KUTIPAN DOKUMEN:
--
ChanelMuslim.com – Pimpinan Pusat Persaudaraan Muslimah (Salimah) menolak Peraturan Menteri Pendidikan, Kebudayaan, Riset, dan Teknologi Republik Indonesia Nomor 30 Tahun 2021 karena tidak sesuai dengan Prinsip Ketuhanan dan Ketakwaan.
Ketua Umum PP Salimah Ir. Etty Praktiknyowati dalam keterangan tertulisnya, Sabtu (6/11), mengatakan bahwa penggunaan istilah relasi kuasa dan relasi gender dalam defenisi di Pasal 1 tersebut tidak berdasarkan Pancasila, dan diambil dari konstruksi pemikiran Barat seperti Marxisme yang bertentangan dengan fitrah penciptaan manusia.
“Tuhan secara tegas hanya menciptakan dua jenis kelamin (sex), yaitu laki-laki dan perempuan. Penggunaan istilah gender adalah kebebasan memilih orientasi seksual dari jenis kelamin yang sebenarnya, dan ini bertentangan dengan ajaran agama sehingga bertentangan juga dengan Sila Pertama Pancasila, Undang-Undang Dasar Negara Republik Indonesia Tahun 1945 dan dengan moralitas ketimuran masyarakat Indonesia,” kata Etty.
--
TUGAS YANG DIMINTA:
a) Cetak tanpa perubahan bagian berita penolakan Salimah yang dibuka dengan kata-kata yang memuat "ChanelMuslim.com – Pimpinan" dan ditutup dengan "Ketuhanan dan Ketakwaan.".
b) Tolong lanjutkan berita penolakan Salimah mulai setelah kalimat terakhirnya.

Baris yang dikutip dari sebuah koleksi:
--
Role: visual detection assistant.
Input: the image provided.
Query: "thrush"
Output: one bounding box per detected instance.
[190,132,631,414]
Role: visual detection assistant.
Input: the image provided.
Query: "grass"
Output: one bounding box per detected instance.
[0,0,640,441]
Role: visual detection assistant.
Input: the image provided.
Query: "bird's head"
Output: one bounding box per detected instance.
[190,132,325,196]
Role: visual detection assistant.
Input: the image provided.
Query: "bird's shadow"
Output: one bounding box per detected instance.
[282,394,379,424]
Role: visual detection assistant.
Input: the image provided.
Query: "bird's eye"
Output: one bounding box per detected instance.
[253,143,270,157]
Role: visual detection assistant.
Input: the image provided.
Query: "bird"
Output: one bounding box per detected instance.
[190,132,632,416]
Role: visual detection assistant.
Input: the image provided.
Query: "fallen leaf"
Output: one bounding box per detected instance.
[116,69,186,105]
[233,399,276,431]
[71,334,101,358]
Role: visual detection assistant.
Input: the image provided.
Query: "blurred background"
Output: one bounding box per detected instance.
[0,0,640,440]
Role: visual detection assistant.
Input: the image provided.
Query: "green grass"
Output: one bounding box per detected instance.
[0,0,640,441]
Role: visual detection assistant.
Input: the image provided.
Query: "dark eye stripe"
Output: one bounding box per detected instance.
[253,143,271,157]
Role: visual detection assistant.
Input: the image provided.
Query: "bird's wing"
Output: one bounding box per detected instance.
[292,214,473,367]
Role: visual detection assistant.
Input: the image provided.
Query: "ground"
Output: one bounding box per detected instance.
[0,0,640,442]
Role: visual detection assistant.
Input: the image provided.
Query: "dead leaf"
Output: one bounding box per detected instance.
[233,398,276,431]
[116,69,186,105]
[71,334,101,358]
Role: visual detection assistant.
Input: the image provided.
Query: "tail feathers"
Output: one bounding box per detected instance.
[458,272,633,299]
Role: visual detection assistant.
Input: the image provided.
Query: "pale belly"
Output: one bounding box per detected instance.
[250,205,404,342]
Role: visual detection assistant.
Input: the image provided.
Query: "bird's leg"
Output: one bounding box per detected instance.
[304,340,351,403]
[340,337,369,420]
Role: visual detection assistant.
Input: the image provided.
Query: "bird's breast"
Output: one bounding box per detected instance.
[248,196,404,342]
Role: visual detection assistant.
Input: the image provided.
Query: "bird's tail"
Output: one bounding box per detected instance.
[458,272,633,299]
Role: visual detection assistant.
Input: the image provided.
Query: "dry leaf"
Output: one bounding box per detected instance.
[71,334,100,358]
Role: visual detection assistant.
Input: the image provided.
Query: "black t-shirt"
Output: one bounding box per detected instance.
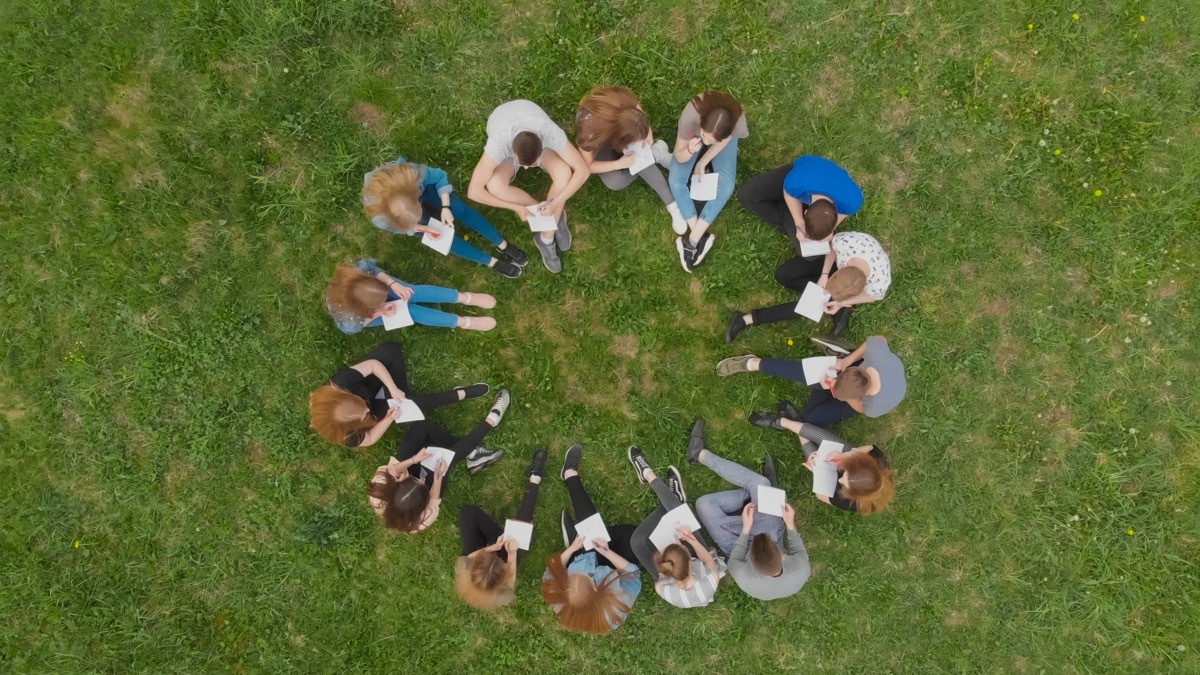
[329,366,388,448]
[829,448,888,513]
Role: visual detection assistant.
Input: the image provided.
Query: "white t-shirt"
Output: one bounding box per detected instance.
[484,98,570,162]
[830,232,892,300]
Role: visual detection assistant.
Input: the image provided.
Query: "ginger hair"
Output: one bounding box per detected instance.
[362,163,425,234]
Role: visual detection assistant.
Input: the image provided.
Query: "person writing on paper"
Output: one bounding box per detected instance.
[688,419,810,601]
[575,86,688,234]
[362,157,529,279]
[725,232,892,342]
[750,401,895,515]
[541,444,642,635]
[454,450,546,610]
[716,335,908,429]
[325,258,496,335]
[668,91,750,273]
[308,342,488,448]
[467,100,592,273]
[629,446,725,609]
[367,389,512,534]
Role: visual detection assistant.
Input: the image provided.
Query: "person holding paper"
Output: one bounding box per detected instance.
[541,444,642,635]
[325,258,496,335]
[688,420,810,601]
[668,91,750,273]
[575,86,688,234]
[367,389,512,534]
[454,450,546,610]
[629,446,725,609]
[716,335,908,429]
[725,232,892,342]
[308,342,490,448]
[362,157,529,279]
[750,401,895,515]
[467,100,592,273]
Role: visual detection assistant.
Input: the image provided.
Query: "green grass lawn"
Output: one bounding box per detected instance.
[0,0,1200,673]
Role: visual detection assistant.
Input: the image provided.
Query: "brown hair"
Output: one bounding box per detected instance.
[654,544,691,581]
[512,131,541,167]
[362,163,424,233]
[308,384,378,446]
[541,555,629,635]
[325,265,388,319]
[691,91,742,143]
[826,265,866,300]
[838,446,895,515]
[804,199,838,239]
[575,86,650,153]
[833,365,871,401]
[367,473,430,532]
[750,532,784,577]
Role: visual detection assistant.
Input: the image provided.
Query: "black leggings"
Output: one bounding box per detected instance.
[565,476,638,565]
[396,417,494,497]
[458,482,540,561]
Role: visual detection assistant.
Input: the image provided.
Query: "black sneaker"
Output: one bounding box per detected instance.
[526,450,547,478]
[762,455,779,488]
[725,310,746,342]
[499,241,529,267]
[558,443,583,478]
[667,466,688,503]
[492,259,524,279]
[629,446,650,485]
[688,419,704,464]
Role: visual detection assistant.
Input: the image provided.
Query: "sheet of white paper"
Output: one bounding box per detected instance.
[625,141,654,173]
[421,220,454,256]
[383,300,415,330]
[575,513,610,551]
[812,441,841,497]
[800,241,829,258]
[796,281,830,321]
[421,446,454,471]
[504,518,533,551]
[800,357,838,384]
[755,485,787,518]
[388,399,425,424]
[526,204,558,232]
[650,504,700,551]
[691,173,720,202]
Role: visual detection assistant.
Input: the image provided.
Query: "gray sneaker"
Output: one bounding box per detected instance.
[554,211,572,251]
[533,232,563,274]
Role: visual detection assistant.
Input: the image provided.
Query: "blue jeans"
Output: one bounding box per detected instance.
[667,138,738,225]
[413,185,504,267]
[367,274,458,328]
[696,450,784,555]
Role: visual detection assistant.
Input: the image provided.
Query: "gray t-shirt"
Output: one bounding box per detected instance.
[860,335,908,417]
[484,98,570,162]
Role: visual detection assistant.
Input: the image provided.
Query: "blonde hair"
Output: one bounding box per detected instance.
[308,384,378,446]
[362,163,424,233]
[541,555,629,635]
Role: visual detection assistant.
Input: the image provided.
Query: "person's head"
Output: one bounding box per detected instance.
[325,265,388,319]
[838,446,895,515]
[541,555,629,635]
[512,131,541,168]
[308,384,377,446]
[367,473,430,532]
[750,532,784,577]
[575,86,650,153]
[362,163,424,232]
[804,198,838,241]
[826,265,866,301]
[691,91,742,145]
[654,544,691,581]
[830,365,871,401]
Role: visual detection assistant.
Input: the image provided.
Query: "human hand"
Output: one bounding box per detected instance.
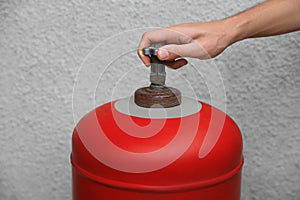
[138,20,233,69]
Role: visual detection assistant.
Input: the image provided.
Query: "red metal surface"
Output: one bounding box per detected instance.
[71,102,243,200]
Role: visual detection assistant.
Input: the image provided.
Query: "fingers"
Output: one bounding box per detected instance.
[137,28,191,66]
[165,58,188,69]
[157,41,211,60]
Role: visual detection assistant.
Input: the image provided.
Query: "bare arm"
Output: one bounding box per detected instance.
[225,0,300,41]
[138,0,300,69]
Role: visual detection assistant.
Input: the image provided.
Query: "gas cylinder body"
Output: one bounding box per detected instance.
[71,97,243,200]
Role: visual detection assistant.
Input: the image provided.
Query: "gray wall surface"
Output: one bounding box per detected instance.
[0,0,300,200]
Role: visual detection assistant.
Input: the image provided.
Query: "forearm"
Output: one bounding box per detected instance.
[224,0,300,43]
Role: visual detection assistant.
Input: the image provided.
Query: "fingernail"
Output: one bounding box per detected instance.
[158,49,169,59]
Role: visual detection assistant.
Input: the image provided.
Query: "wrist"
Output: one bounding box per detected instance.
[222,16,248,45]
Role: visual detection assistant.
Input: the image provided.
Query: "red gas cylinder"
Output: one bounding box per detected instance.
[71,46,243,200]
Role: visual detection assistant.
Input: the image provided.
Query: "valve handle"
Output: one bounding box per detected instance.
[143,47,166,89]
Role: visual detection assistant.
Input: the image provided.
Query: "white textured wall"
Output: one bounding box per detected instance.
[0,0,300,200]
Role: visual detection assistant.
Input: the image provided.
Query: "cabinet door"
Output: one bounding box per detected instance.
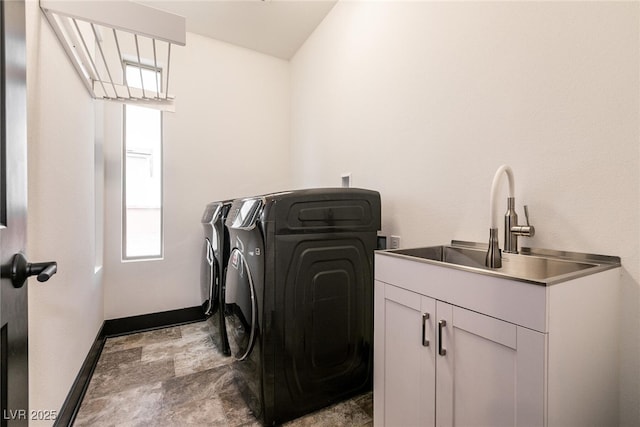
--
KUMPULAN JAWABAN:
a)
ChanelMuslim.com – Pimpinan Pusat Persaudaraan Muslimah (Salimah) menolak Peraturan Menteri Pendidikan, Kebudayaan, Riset, dan Teknologi Republik Indonesia Nomor 30 Tahun 2021 karena tidak sesuai dengan Prinsip Ketuhanan dan Ketakwaan.

b)
Selain itu, penggunaan prinsip jika ada pemaksaaan atau ketidaksesuaian dengan persetujuan korban atau apabila korban dipaksa pada Pasal 5 akan memunculkan celah pergaulan bebas atas dasar suka sama suka (Sexual Consent) karena pada Sexual Consent ini ada persetujuan antara kedua belah pihak yang keduanya tidak dalam kondisi dipaksa.
“Pola pendidikan Sexual Consent ini adalah pola Barat yang dimasukkan ke dalam dunia Pendidikan di Barat sebagai Comprehensive Sexuality Education dimana banyak ditentang oleh dunia internasional karena tidak sesuai dengan nilai moral kemanusiaan apalagi jika dipandang dari norma-norma ketimuran dan aturan agama yang ada di Indonesia,” tambah Etty.
Tujuan Pendidikan Tinggi, menurut Etty, sebagaimana yang diamanatkan dalam Undang Undang Republik Indonesia Nomor 12 Tahun 2012 Tentang Pendidikan Tinggi adalah sebagai berikut.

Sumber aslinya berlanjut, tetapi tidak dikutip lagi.